→ **TASK STATEMENT**:
Write out all of the material below word for word, but leave the pictures out.

• • • •

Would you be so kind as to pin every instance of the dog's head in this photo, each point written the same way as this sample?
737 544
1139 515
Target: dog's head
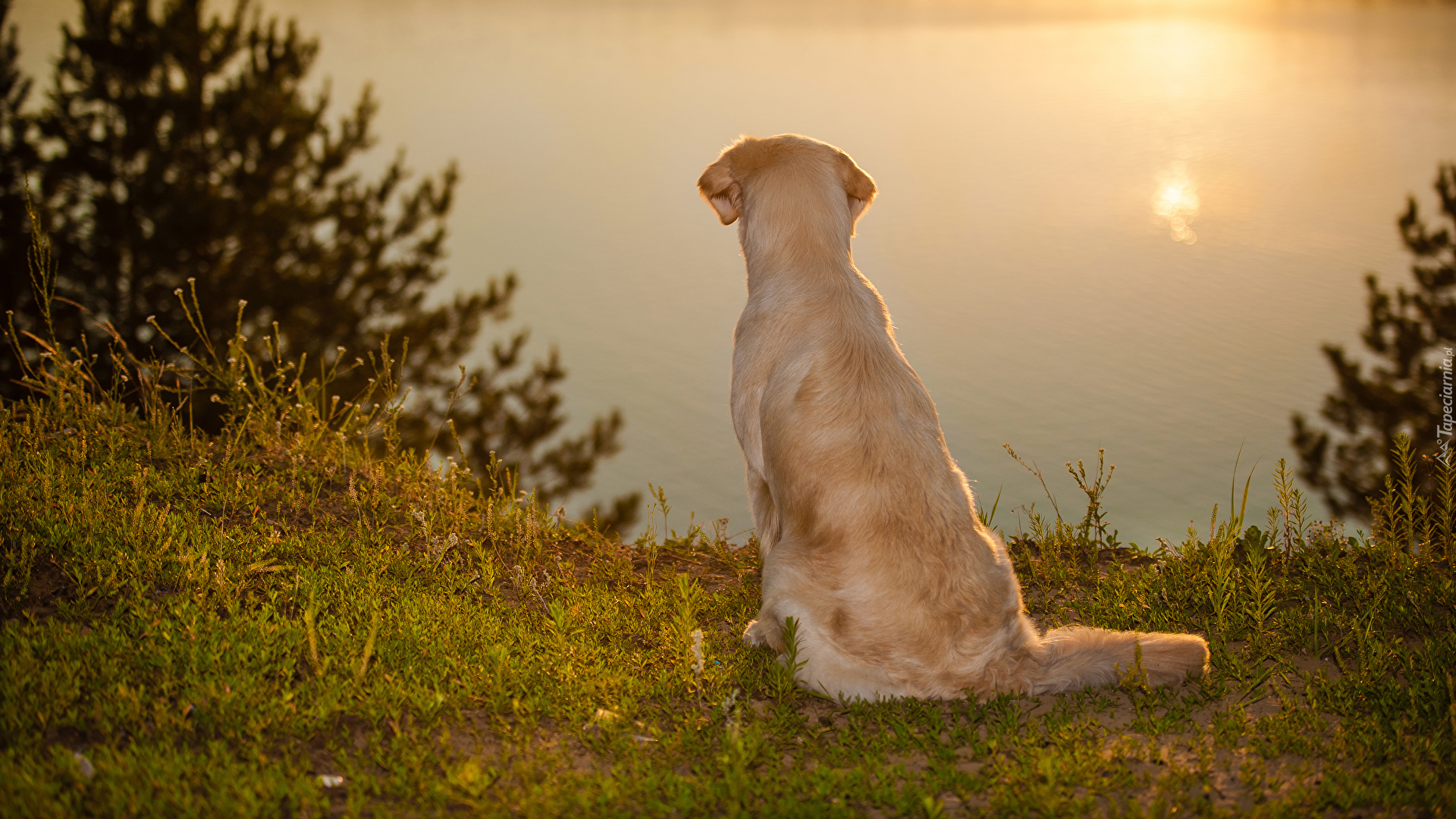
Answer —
750 159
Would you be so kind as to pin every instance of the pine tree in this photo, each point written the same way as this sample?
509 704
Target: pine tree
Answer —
18 159
1408 335
182 150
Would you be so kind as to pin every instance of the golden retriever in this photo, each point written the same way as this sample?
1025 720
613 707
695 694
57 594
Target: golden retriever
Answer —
867 528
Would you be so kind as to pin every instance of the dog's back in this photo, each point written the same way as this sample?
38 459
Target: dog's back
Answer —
868 529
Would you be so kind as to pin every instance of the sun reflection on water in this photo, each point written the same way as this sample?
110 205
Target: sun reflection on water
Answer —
1177 202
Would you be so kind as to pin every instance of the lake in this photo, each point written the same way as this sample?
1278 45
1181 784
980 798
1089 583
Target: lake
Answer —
1100 224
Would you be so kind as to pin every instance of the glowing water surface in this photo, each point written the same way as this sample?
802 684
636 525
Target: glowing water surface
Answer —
1125 228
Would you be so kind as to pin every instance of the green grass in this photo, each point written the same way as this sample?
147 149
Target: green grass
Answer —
207 624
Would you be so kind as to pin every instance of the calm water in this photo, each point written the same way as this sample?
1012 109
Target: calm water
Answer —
1126 228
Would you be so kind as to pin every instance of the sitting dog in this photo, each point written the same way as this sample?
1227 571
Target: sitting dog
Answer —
867 528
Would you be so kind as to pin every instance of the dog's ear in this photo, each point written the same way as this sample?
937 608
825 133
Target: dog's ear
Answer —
721 190
858 187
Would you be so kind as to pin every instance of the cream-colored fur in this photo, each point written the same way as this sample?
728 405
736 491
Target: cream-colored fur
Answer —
865 523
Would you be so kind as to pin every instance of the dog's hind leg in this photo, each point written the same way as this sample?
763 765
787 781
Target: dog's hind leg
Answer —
764 515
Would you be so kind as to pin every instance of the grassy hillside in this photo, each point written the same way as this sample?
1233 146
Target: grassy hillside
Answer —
293 618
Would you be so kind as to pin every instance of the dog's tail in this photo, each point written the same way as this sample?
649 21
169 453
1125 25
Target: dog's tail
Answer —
1078 657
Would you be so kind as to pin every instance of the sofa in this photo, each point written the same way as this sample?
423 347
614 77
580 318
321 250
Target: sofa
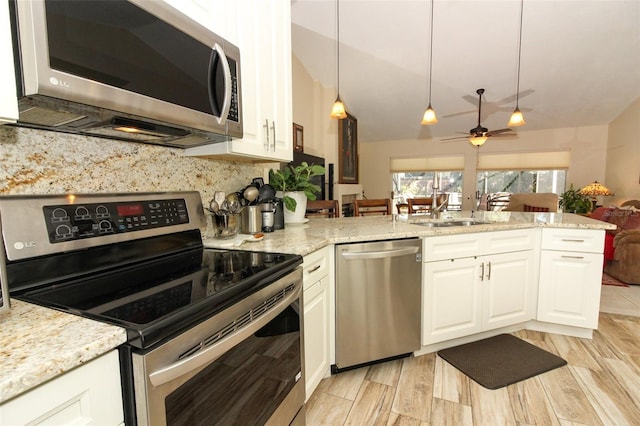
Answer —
622 245
532 202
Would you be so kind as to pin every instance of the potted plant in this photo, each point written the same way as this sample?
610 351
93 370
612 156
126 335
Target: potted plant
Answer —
572 201
296 186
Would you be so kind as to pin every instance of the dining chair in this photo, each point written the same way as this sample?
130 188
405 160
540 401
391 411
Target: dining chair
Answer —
419 205
371 207
323 208
423 205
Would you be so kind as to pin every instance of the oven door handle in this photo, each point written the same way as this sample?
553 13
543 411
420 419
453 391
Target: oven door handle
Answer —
210 353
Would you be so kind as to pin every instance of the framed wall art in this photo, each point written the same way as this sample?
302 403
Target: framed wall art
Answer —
348 150
298 138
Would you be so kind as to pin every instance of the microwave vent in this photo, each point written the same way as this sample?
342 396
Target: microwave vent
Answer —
48 117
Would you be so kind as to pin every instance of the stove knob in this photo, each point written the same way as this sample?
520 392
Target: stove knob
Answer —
63 231
59 215
105 227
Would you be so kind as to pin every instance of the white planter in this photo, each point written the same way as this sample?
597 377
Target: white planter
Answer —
301 207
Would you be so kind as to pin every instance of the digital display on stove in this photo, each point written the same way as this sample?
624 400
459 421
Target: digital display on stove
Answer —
125 210
78 221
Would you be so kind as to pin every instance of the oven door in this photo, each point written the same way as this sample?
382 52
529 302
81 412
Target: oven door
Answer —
242 366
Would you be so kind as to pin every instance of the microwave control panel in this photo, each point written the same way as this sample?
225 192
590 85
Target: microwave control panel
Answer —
71 222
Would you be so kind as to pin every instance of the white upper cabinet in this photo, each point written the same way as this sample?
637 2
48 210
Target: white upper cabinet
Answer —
264 39
8 97
219 16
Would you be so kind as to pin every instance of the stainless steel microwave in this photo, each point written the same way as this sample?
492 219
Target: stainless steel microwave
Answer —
133 70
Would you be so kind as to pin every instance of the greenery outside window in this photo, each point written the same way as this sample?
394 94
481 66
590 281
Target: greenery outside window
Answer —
420 185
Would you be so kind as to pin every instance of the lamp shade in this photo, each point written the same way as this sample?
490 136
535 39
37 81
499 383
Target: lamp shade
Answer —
338 111
429 116
478 140
596 188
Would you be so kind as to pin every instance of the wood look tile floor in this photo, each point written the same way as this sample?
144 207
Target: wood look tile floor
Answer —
599 386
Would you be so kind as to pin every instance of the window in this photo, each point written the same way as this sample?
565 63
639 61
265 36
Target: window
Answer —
490 182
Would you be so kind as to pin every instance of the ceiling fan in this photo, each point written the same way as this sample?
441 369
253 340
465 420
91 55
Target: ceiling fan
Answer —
479 135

• • • •

→ **RESULT FOR THIS TASK**:
Would you be so kind as to pin every instance of the dog's head in this photo, each point written the same way as this sample?
737 544
1139 515
Target: dog's head
Answer —
750 159
Would you be so kind as to pin every instance of the pine tree in this photo, each point written the same way as this sample?
509 704
Target: pine tree
Answer —
18 159
1408 335
182 150
Would you be so kind as to pin every instance of the golden retriever in this photo, each point written the same way as this sample?
1025 720
613 707
695 694
57 594
Target: golden retriever
Answer —
867 528
Would you be so kind as to pin every instance of the dog's back in this photo, each point written the same way as this sample?
38 459
Target: dog's back
Answer —
868 529
Would you be so kind as to pin every instance of the sun reflection on water in this photo, each point written the same way as this sample?
110 205
Target: sun reflection on water
Answer —
1177 202
Would you be so kind as to pin every instance of the lake in this photo, each point written the same way as this sample?
1278 45
1181 784
980 798
1089 583
Target: lake
Answer —
1100 224
Would you be so kind as to pin every instance of the glowing water surface in this photo, each point written the same way as this sample?
802 684
636 525
Target: glowing water surface
Answer —
1125 228
Would you be so kind as to pin every instance of the green grass in this photo, each point written the same way as this sample?
147 149
Target: green grass
Answer —
207 624
Would you be so kind as to pin every instance of the calm water in this photo, each point written the same way as this sample?
1012 109
Target: calm water
Answer —
1126 228
Would you be so kind as to pin every instance of the sitting dog in this photo, each point written the same way as this sample?
1227 571
Target: sitting dog
Answer —
867 528
Would you be so kind as to pin every instance of the dog's ear in this photo, each point written the same way as this sample?
937 608
825 133
Target: dog's ear
Answer —
721 190
858 187
Would you be so kind as to pin every instance of the cream-colored fur in this photo, each point written the same way as this sample?
728 405
736 491
Target: cream-colored fur
Answer —
865 523
Would you be so kind as to pin every instance of the dog's hind leg in this photo, each point written the same way as this sample?
763 765
787 781
Target: dog's hind leg
Answer —
764 515
Would you be so kind as to pin every instance of the grassy hillside in this photo, each point written the same way as this sample?
1233 146
Target: grassy hillside
Answer —
293 618
Would you be so kind as to pin every instance of the dog's tail in this photo, each point written the same way as this sample?
649 21
169 453
1125 25
Target: dog's tail
Answer —
1078 657
Would you be so kind as to pin every instance of the sofa in this photo, each point written the same way as this sample?
423 347
614 77
580 318
321 250
Target: sofa
Answer —
622 245
532 202
Would you be so kind as to pin every instance of the potted plant in this photo, each point written the same way as this sample?
610 351
93 370
612 156
126 335
Target: potted plant
Answer —
572 201
296 186
Would you be so kind as to pin every instance of the dining chair in this photo, each point written the same way as this sample?
130 188
405 160
540 401
391 411
Target: dining chair
Answer —
419 205
371 207
323 208
423 205
Would you be so kind as to pin every instance of the oven door handle in this photo, each point written the same way as this sample?
553 13
543 411
420 419
453 391
Target: oven door handle
Answer —
210 353
Would you be so kind as to pin every instance of the framed wall art in this photo, each point written the same way as this sample?
302 403
Target: framed wall art
Answer —
348 150
298 138
Would you be so kind as to pin every instance of the microwave vent in this photo, each point written the same way as this sample?
342 396
Target: microwave vent
Answer —
48 117
Would you be so kind as to pin every instance of the stove knob in this photo, each point written the same way as this sample?
520 392
Target: stove knob
Answer —
63 231
59 215
105 227
Would you be so kind as to pin every instance of the white planter in this photo, each point written the same way as this sample?
597 377
Target: white planter
Answer —
301 207
Would you be so kind as to pin every instance of the digital display on stove in this photo, each point written the same way as this sample?
624 400
459 421
Target: digital display on stove
Answer —
125 210
78 221
Would you be so kind as to pin every instance of the oven door in this photo, each point written the same way as this sample?
382 52
529 302
81 412
Target: oven door
Answer —
242 366
Would you be so kind as to pin every instance of the microwave control panel in this photo, each point written the same way as this sample?
225 192
590 85
Target: microwave control panel
Answer —
71 222
Would you be so kind as to pin every instance of the white upper cabinet in this photo, each point written the same way as this sample?
637 2
48 210
Target: white upper cabinet
Answer —
264 39
8 97
219 16
Would you be so kind as to pin every instance of the stainless steel microwave in this photo, each point written the same way as this sample?
492 219
Target: stainless steel microwave
Answer —
133 70
Would you be so kind as to pin every instance of the greenery outside window in this photo, each point written the same way as this sample?
394 94
481 66
590 281
Target: greenery outside window
Answer —
420 185
Would you be so kind as to pin every instance of the lamp shade in this photo, each point written the same way as this sample?
490 136
535 39
37 81
499 383
Target: lamp shade
Answer —
338 111
429 116
478 140
596 188
Would you be so kind as to pin every instance of the wood look tile floor in this photo, each point written the same way as this sample?
144 207
Target: wood look tile floor
Answer —
599 386
Would you be so kind as to pin every instance of the window in this photo, each point written the same way as this sample?
565 63
639 61
265 36
Target: window
Answer —
490 182
Would you be so kind as to pin every instance of the ceiling fan in this photo, each point written the same way as this sample?
441 369
253 340
465 420
91 55
Target: ceiling fan
Answer —
479 135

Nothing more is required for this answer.